▸ **PAGE TEXT**

□ □ □ □ □

The institute presents a number of awards to individuals and organisations that have contributed to the advancement of navigation and its associated sciences:

- The Harold Spencer-Jones Gold Medal is the institute's highest award and is awarded in recognition to those making an outstanding contribution to navigation. Examples of past recipients include P. V. H. Weems, Sir Francis Chichester, Sir Robin Knox-Johnston and current Director of the RIN Ramsey Faragher.
- The JED Williams Medal is awarded to individuals making an outstanding contribution to the affairs of the institute.
- The Michael Richey Medal is awarded to the authors of the best paper in each volume of the institute's Journal of Navigation.
- The Duke of Edinburgh's Navigation Award (formerly the institute's Technical Excellence Award) is awarded to individuals or organisations for outstanding technical achievement. Examples of past recipients include the National Air Traffic Services and NASA.

Nomination guidance for the various awards is provided on the institute's website.

The institute offers a number of scholarships to assist in the education and development of its younger members.

□ □ □ □ □

▸ **DATASET**
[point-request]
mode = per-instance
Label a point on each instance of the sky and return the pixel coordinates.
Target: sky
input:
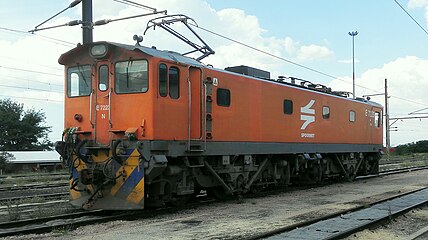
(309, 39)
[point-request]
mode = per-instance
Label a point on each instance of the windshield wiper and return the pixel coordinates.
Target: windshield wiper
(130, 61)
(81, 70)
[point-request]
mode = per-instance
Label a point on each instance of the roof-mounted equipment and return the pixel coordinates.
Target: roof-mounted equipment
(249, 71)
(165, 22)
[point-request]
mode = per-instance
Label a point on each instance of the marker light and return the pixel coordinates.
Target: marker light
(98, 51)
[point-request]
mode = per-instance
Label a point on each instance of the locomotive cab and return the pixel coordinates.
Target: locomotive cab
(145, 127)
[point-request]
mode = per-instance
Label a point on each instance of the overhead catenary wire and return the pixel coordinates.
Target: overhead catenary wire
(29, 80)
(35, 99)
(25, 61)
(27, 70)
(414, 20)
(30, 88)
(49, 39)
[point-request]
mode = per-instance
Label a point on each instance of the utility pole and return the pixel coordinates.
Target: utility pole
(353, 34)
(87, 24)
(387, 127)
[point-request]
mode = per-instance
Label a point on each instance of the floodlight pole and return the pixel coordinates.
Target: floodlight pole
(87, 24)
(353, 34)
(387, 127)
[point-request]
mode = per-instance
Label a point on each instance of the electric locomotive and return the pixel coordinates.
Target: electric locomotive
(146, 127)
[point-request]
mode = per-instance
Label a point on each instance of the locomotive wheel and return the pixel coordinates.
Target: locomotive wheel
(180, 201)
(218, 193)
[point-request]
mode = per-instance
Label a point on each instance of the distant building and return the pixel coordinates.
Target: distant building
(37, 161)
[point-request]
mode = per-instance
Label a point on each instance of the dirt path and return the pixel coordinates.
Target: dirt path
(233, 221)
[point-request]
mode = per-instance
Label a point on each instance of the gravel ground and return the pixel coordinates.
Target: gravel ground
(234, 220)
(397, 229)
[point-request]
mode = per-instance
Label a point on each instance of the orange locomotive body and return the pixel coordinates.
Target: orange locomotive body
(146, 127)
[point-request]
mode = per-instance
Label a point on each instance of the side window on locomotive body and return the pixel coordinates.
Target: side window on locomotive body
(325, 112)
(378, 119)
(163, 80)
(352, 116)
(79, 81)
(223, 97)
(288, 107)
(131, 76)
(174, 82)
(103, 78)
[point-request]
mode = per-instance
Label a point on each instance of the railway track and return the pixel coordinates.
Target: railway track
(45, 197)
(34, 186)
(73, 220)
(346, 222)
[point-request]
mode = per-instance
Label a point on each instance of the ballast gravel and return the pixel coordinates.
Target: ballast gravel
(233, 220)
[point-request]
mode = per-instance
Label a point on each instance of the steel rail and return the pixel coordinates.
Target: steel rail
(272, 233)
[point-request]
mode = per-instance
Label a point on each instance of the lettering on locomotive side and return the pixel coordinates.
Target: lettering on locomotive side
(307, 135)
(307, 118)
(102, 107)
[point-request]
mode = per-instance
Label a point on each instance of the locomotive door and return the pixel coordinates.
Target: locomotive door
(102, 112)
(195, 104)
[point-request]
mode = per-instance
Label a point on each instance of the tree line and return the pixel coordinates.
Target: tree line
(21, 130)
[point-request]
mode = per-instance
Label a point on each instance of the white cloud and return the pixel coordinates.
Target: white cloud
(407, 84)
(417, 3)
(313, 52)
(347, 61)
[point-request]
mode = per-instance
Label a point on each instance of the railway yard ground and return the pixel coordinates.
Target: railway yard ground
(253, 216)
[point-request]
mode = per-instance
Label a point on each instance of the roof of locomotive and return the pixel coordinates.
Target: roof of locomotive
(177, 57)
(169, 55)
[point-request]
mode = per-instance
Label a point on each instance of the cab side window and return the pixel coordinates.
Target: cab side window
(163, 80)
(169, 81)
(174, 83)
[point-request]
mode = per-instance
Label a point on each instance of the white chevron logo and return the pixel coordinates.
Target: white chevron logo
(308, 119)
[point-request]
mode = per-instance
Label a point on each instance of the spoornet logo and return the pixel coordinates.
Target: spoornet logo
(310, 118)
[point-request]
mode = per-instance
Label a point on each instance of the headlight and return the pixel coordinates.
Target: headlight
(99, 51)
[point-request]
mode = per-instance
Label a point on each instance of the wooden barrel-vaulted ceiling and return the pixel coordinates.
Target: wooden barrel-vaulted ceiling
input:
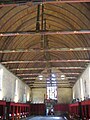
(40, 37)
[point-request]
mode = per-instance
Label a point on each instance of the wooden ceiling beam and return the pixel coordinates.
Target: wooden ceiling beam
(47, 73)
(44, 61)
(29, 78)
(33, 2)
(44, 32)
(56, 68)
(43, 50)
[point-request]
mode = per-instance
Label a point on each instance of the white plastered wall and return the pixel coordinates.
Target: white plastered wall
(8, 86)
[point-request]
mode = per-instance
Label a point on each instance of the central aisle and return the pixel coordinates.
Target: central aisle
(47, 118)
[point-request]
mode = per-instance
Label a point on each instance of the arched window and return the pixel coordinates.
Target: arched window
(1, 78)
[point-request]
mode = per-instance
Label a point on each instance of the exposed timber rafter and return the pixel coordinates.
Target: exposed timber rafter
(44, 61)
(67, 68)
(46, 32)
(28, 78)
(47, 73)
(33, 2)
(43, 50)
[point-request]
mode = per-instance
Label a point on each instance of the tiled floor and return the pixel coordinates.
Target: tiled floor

□ □ □ □ □

▸ **SET OF TASKS**
1: Repeat the stretch of the navigation awards text from "The institute presents" through "Journal of Navigation.".
2: Write the next part of the navigation institute's awards text, picking up after its final sentence.
You can ignore the records here.

▸ **ANSWERS FOR THE TASKS**
1:
The institute presents a number of awards to individuals and organisations that have contributed to the advancement of navigation and its associated sciences:

- The Harold Spencer-Jones Gold Medal is the institute's highest award and is awarded in recognition to those making an outstanding contribution to navigation. Examples of past recipients include P. V. H. Weems, Sir Francis Chichester, Sir Robin Knox-Johnston and current Director of the RIN Ramsey Faragher.
- The JED Williams Medal is awarded to individuals making an outstanding contribution to the affairs of the institute.
- The Michael Richey Medal is awarded to the authors of the best paper in each volume of the institute's Journal of Navigation.

2:
== Library ==
The institute houses the Cundall Library of Navigation at its offices in London. The Cundall Library of Navigation, the UK's leading navigation-specific library of books and resources, from which members may borrow, is also open to the public.

== Publications ==
The institute regularly issues two leading publications in print edition as well as online:

- The Journal of Navigation is published six times a year by Cambridge University Press. It contains papers which have been presented at meetings, other original papers and selected papers and reports from the institute's Special Interest Groups.
- Navigation News is published six times a year by the institute and contains a full accounts of the institute's proceedings and activities, including a record of current navigational work, a diary of events, topical articles, news, membership, and advertising.